=== Data entries ===

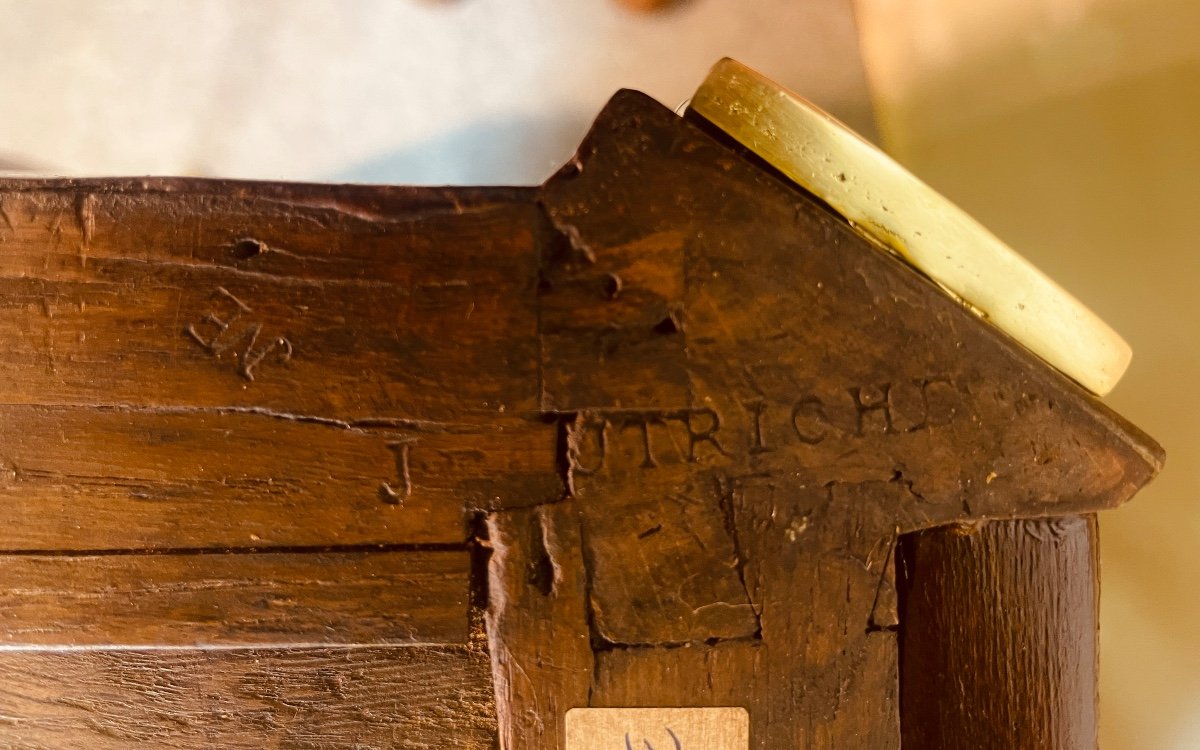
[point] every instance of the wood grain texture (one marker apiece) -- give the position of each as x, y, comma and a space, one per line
353, 598
687, 412
538, 623
301, 699
148, 478
760, 405
330, 365
1000, 635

===

Format every line of text in the entries above as a JSON list of strings, one string per line, with blank lines dropped. Don't include the pictures.

[
  "[point] every instance of the wood grain texture (one marker apiece) -- give the position of each as x, y, comma and a space, one per line",
  "353, 598",
  "687, 412",
  "538, 623",
  "301, 699",
  "148, 478",
  "760, 405",
  "330, 365",
  "1000, 635"
]